Collected data entries:
:::
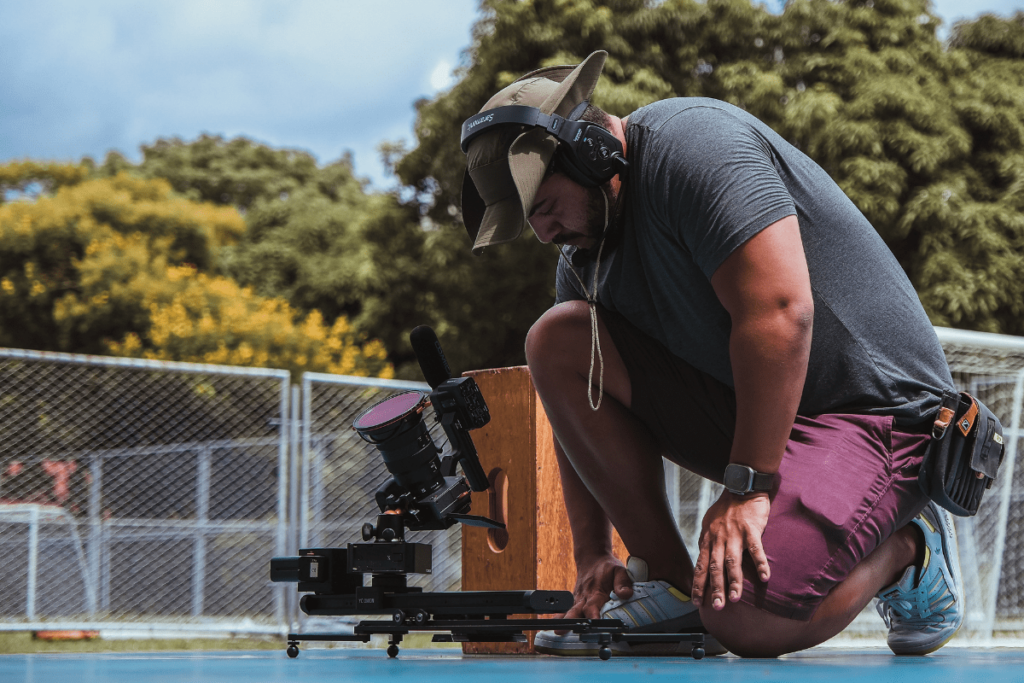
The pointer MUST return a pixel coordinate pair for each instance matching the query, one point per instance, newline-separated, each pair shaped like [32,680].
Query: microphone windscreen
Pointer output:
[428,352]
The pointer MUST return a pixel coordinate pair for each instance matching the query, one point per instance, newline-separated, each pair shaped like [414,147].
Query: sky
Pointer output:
:::
## WORK INSTRUCTION
An exact copy of all the entries is required, and it must contain no pictures.

## REPLY
The pointer MUST return a pixel coordinate pair for each instance matching the query, one point per instance, newline-separated, each pair shaped like [32,680].
Query: microphone windscreen
Pointer output:
[428,352]
The pointer MUST return a pixel coordinate pair for each instance matching the query, one point per instance, newline-separated, each pair shaped like [414,147].
Query: sky
Pointer output:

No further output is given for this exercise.